Excerpts from point annotation data:
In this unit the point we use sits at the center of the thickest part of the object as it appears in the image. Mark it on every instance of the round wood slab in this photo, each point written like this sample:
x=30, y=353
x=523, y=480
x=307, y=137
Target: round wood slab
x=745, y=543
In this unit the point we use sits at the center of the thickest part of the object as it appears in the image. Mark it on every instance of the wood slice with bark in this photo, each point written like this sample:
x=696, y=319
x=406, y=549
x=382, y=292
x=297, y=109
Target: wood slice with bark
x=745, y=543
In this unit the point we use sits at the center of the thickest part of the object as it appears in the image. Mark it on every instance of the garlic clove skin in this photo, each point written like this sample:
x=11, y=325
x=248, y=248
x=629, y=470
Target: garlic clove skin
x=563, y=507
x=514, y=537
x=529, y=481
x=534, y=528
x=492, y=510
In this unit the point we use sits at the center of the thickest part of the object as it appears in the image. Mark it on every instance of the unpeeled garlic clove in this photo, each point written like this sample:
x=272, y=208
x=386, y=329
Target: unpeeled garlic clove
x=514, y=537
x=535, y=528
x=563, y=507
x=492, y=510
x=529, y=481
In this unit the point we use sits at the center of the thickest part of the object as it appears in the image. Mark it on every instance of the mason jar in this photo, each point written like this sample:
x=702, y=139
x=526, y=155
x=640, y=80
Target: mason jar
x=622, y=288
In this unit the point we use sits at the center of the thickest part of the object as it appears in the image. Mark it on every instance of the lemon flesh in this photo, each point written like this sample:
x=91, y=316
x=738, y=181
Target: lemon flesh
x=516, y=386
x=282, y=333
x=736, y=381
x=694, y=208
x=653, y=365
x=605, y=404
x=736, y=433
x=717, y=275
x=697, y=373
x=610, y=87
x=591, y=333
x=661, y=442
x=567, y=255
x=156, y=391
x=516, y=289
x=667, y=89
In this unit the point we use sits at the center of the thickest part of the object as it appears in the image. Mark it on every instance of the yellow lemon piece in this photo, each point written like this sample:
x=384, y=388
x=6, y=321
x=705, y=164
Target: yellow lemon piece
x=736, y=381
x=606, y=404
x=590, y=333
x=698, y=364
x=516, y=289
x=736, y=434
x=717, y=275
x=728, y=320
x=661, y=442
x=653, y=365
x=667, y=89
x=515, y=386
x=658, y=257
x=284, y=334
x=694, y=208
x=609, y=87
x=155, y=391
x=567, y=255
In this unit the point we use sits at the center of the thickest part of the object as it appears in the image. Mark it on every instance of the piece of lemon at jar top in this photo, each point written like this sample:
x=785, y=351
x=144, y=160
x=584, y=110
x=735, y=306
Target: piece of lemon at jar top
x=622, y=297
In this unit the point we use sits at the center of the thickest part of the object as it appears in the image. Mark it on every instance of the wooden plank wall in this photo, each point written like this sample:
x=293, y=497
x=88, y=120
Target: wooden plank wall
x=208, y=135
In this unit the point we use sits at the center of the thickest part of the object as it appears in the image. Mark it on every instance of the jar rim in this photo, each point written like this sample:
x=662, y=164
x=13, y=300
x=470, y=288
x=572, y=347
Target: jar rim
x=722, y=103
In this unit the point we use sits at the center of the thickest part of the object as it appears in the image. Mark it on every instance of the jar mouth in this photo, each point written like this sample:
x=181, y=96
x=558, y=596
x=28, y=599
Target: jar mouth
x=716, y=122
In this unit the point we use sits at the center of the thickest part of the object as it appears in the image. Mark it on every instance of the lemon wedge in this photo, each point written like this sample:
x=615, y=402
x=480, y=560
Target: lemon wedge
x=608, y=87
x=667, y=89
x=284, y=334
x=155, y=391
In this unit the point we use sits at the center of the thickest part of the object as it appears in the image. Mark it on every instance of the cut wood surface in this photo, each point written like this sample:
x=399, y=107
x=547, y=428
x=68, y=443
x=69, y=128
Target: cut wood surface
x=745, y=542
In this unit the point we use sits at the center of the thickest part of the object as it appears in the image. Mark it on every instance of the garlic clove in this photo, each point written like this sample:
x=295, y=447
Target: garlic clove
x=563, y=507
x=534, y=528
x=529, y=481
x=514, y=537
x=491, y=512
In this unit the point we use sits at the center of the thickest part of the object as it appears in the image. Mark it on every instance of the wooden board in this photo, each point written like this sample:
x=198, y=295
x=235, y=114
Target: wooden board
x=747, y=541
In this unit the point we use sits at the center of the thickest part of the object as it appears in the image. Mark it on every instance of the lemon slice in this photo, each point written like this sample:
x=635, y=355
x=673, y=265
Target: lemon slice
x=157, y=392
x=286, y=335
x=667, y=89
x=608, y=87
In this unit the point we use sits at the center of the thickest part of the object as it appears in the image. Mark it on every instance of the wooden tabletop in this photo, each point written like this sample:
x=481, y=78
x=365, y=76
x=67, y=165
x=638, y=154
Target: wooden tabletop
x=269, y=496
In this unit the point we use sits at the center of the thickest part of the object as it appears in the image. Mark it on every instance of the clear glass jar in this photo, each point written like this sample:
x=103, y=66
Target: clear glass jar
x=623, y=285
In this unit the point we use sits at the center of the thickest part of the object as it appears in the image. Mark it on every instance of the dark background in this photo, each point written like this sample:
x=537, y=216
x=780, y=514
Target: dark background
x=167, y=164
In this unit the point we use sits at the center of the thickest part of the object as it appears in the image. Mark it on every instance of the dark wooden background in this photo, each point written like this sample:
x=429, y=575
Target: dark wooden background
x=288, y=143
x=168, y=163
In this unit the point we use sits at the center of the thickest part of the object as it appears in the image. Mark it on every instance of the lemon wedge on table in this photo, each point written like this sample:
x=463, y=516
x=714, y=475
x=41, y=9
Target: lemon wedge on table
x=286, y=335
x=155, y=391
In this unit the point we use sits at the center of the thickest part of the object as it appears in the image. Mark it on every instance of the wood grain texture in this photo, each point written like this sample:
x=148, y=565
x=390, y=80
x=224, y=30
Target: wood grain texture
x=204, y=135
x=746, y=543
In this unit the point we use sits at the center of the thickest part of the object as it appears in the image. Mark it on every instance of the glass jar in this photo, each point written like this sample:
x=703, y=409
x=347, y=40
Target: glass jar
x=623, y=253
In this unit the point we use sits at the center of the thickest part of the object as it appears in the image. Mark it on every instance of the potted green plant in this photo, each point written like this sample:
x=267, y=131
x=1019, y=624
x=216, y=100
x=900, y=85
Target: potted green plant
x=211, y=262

■ Exercise directions: Write out every line of the records above as a JSON list of strings, one string per line, leaving out any blank lines.

■ The completed task:
[
  "In this unit the point we use sits at the center of the thickest part of the object as it appears in the image. Mark it on every instance of the round wood slab in this photo, each point written like this sample:",
  "x=30, y=353",
  "x=523, y=480",
  "x=307, y=137",
  "Target: round wood slab",
  "x=745, y=543",
  "In this unit the point we use sits at the center of the thickest part of the object as it appears in the image. Mark it on every instance of the wood slice with bark in this photo, each point written like this sample:",
  "x=696, y=319",
  "x=406, y=549",
  "x=382, y=292",
  "x=297, y=109",
  "Target: wood slice with bark",
  "x=745, y=543",
  "In this unit the point we use sits at the center of the thickest part of the object as it appears in the image. Mark it on every instance of the garlic clove skin in this photo, each point written like this sample:",
  "x=11, y=325",
  "x=248, y=248",
  "x=629, y=470",
  "Target: garlic clove skin",
  "x=563, y=507",
  "x=514, y=537",
  "x=529, y=481",
  "x=534, y=528",
  "x=492, y=510",
  "In this unit the point we use sits at the center of the thickest part of the object as it appears in the image. Mark it on every instance of the unpeeled garlic clove in this photo, each point written like this sample:",
  "x=272, y=208",
  "x=386, y=329",
  "Target: unpeeled garlic clove",
  "x=514, y=537",
  "x=535, y=528",
  "x=563, y=507",
  "x=492, y=510",
  "x=529, y=481",
  "In this unit the point we use sits at the center of the thickest part of the object as it appears in the image. Mark it on every instance of the mason jar in this photo, each point written like this sample:",
  "x=702, y=139",
  "x=526, y=155",
  "x=640, y=80",
  "Target: mason jar",
  "x=622, y=288",
  "In this unit the point we use sits at the center of the thickest part of the object as it appears in the image. Mark it on every instance of the lemon flesh in this photo, each point written like this sample:",
  "x=91, y=316",
  "x=738, y=181",
  "Target: lemon flesh",
  "x=516, y=386",
  "x=282, y=333",
  "x=736, y=381",
  "x=694, y=208",
  "x=653, y=365",
  "x=605, y=404",
  "x=736, y=433",
  "x=717, y=275",
  "x=697, y=373",
  "x=610, y=87",
  "x=591, y=333",
  "x=661, y=442",
  "x=567, y=255",
  "x=156, y=391",
  "x=516, y=289",
  "x=667, y=89",
  "In this unit the point we use sits at the center of the thickest part of the object as it appears in the image. Mark it on every instance of the yellow lemon piece in this photo, each point written like this sample:",
  "x=384, y=388",
  "x=6, y=321",
  "x=705, y=164",
  "Target: yellow lemon piece",
  "x=736, y=381",
  "x=606, y=404",
  "x=590, y=333",
  "x=698, y=364",
  "x=516, y=289",
  "x=736, y=434",
  "x=717, y=275",
  "x=728, y=320",
  "x=661, y=442",
  "x=653, y=365",
  "x=667, y=89",
  "x=515, y=386",
  "x=658, y=257",
  "x=284, y=334",
  "x=694, y=208",
  "x=609, y=87",
  "x=155, y=391",
  "x=567, y=255",
  "In this unit the point we use sits at the center of the thickest part of the object as it appears in the image. Mark it on every instance of the piece of lemon at jar top in this photo, each point written like this sample:",
  "x=785, y=351",
  "x=144, y=160",
  "x=584, y=110",
  "x=735, y=306",
  "Target: piece of lemon at jar top",
  "x=622, y=297",
  "In this unit the point we use sits at the center of the thickest part of the object as it appears in the image. Mark it on every instance of the wooden plank wall in this photo, each point written like this sample:",
  "x=293, y=497",
  "x=88, y=120",
  "Target: wooden plank wall",
  "x=208, y=135",
  "In this unit the point we use sits at the center of the thickest part of the object as it appears in the image. Mark it on every instance of the jar rim in this photo, each point written like this sample:",
  "x=662, y=164",
  "x=13, y=300",
  "x=470, y=288",
  "x=572, y=347",
  "Target: jar rim",
  "x=722, y=103",
  "In this unit the point we use sits at the center of the thickest part of the object as it appears in the image. Mark it on every instance of the jar mouth in this photo, each point written like this sample:",
  "x=181, y=96",
  "x=558, y=596",
  "x=28, y=599",
  "Target: jar mouth",
  "x=716, y=122",
  "In this unit the point we use sits at the center of the thickest part of the object as it appears in the image. Mark it on every instance of the lemon wedge in this photo, each point written like this sample:",
  "x=615, y=402",
  "x=480, y=560",
  "Target: lemon wedge",
  "x=608, y=87",
  "x=667, y=89",
  "x=284, y=334",
  "x=155, y=391",
  "In this unit the point we use sits at the center of the thickest part of the object as it appears in the image. Mark it on every instance of the cut wood surface in this photo, each point written like this sample:",
  "x=399, y=107",
  "x=547, y=428",
  "x=68, y=443",
  "x=69, y=128",
  "Target: cut wood surface",
  "x=745, y=542",
  "In this unit the point we use sits at the center of the thickest part of the object as it appears in the image. Mark it on every instance of the garlic clove in this photo, each point written like this sample:",
  "x=295, y=447",
  "Target: garlic clove",
  "x=563, y=507",
  "x=534, y=528",
  "x=529, y=481",
  "x=514, y=537",
  "x=491, y=512",
  "In this unit the point we use sits at the center of the thickest part of the object as it appears in the image. Mark it on every instance of the wooden board in this photo, each point written like this sample:",
  "x=198, y=295",
  "x=235, y=114",
  "Target: wooden board",
  "x=747, y=541",
  "In this unit the point we use sits at the center of the thickest part of the object as it appears in the image. Mark it on every instance of the lemon slice in this photo, each point written like this sample:",
  "x=635, y=355",
  "x=673, y=265",
  "Target: lemon slice",
  "x=157, y=392",
  "x=286, y=335",
  "x=667, y=89",
  "x=608, y=87",
  "In this unit the point we use sits at the center of the thickest part of the object as it appears in the image. Mark it on every instance of the wooden tabletop in this photo, each point written like this sample:",
  "x=481, y=78",
  "x=365, y=76",
  "x=67, y=165",
  "x=638, y=154",
  "Target: wooden tabletop",
  "x=269, y=496",
  "In this unit the point we use sits at the center of the thickest part of the object as it appears in the image. Mark it on every instance of the clear glass jar in this photo, each point written like this sample:",
  "x=103, y=66",
  "Target: clear glass jar",
  "x=623, y=285",
  "In this unit the point we use sits at the center of the thickest part of the object as it appears in the image. Mark it on every instance of the dark background in this photo, each point written like this sample:",
  "x=537, y=216",
  "x=780, y=514",
  "Target: dark background",
  "x=167, y=164",
  "In this unit the point we use sits at the center of the thickest part of the object as it appears in the image. Mark it on every instance of the dark wooden background in this photo, each point written like this sample:",
  "x=429, y=575",
  "Target: dark wooden background",
  "x=288, y=143",
  "x=168, y=163",
  "In this unit the point we use sits at the center of the thickest part of the object as it appears in the image. Mark it on every instance of the lemon wedge on table in this photo, each point written like this sample:",
  "x=463, y=516",
  "x=714, y=475",
  "x=41, y=9",
  "Target: lemon wedge on table",
  "x=286, y=335",
  "x=155, y=391",
  "In this unit the point we use sits at the center of the thickest part of the object as it appears in the image. Mark it on every instance of the wood grain texture in this photo, each point written like this sample:",
  "x=148, y=565",
  "x=390, y=80",
  "x=224, y=30",
  "Target: wood grain texture",
  "x=204, y=135",
  "x=746, y=543",
  "In this unit the point we use sits at the center of the thickest part of the object as it appears in the image. Mark it on every instance of the glass jar in this photo, each point written like this sample:",
  "x=703, y=409",
  "x=347, y=40",
  "Target: glass jar",
  "x=623, y=253",
  "In this unit the point we use sits at the center of the thickest part of the object as it appears in the image. Mark it on every instance of the potted green plant in this photo, each point written like this sample:",
  "x=267, y=131",
  "x=1019, y=624",
  "x=216, y=100",
  "x=900, y=85",
  "Target: potted green plant",
  "x=211, y=262"
]